What is required
List the three topics named in the headline of the following article on Allegheny College myths and legends.

Supplied passage
The student news site of Allegheny College

The Campus

The student news site of Allegheny College

The Campus

Planks, cows and ghosts: a primer to Allegheny myths and legends

CODY MILLER/THE CAMPUS

Freshmen arriving at Allegheny step into the rich history and traditions.
Rumors, myths and second-hand stories are passed down from student to student. Ghost stories are especially popular.
For years, students have whispered about the ghost of a girl who committed suicide in Brooks after her boyfriend fell to his death during a fraternity pinning ceremony.
Versions of the story vary—in some, she leapt to her death off the balcony of Brooks, and in others, she died in her room—but in the end, her room had been sectioned off by the college because its eerie problems made it unlivable.
Erin Dakas, ’13, who often walks through the reputedly haunted hall on the fourth floor of Brooks, said she feels odd while staying there, but has heard no strange noises.
“I don’t know that that really happened,” she said.

Record list
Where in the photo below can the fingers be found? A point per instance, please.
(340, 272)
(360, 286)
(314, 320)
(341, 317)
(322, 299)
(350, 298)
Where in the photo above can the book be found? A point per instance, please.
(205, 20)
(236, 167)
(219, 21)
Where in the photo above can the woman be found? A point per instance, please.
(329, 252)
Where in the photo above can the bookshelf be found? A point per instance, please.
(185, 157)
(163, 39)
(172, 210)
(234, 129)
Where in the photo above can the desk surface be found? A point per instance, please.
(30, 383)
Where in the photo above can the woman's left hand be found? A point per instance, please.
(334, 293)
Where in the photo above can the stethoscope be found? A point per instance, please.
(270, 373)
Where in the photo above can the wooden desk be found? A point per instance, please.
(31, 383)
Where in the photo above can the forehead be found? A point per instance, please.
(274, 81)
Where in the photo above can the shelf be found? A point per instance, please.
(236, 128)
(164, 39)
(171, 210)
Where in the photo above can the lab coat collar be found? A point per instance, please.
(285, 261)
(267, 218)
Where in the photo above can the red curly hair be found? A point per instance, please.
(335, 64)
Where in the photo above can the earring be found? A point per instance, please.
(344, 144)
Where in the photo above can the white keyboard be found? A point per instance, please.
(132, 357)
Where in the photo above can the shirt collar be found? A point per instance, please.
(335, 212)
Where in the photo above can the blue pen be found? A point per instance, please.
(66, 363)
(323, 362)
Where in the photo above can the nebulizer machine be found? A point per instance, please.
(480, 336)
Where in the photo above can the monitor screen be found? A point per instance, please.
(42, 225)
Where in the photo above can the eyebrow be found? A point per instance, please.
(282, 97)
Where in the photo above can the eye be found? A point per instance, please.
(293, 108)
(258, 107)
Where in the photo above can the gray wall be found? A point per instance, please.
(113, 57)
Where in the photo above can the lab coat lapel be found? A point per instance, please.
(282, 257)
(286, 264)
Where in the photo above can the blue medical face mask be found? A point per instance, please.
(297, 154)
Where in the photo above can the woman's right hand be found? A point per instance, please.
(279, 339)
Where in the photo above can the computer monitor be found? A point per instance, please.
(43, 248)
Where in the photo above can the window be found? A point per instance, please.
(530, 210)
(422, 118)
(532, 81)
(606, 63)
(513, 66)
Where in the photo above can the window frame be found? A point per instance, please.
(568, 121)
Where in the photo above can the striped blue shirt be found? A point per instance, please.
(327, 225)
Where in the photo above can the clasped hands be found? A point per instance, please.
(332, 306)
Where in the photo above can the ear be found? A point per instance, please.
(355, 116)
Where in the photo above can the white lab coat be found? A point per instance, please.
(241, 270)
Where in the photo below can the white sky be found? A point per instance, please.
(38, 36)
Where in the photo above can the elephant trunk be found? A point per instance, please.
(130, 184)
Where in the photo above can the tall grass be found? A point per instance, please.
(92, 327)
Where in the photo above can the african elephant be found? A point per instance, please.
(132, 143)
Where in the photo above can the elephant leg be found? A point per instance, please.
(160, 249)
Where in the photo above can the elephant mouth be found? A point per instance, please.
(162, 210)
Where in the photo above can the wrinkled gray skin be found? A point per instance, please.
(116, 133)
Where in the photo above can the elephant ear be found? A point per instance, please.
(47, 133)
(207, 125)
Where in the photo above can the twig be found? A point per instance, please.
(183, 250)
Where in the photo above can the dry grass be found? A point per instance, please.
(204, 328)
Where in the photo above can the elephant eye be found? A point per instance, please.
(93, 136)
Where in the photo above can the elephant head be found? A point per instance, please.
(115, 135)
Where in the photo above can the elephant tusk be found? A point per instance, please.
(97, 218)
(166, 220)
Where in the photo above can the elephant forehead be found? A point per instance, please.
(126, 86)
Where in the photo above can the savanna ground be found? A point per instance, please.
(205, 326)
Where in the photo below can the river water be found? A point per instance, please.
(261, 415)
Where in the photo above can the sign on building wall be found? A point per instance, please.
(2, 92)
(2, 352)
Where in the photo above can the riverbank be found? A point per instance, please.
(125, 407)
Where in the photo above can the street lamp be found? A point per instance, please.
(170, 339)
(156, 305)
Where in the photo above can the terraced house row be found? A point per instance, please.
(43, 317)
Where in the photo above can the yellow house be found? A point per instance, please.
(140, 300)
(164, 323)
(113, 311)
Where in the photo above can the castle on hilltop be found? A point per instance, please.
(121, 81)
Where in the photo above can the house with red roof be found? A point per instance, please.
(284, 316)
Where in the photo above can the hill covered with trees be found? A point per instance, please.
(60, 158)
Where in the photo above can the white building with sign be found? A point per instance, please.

Result for this exercise
Planks, cows, ghosts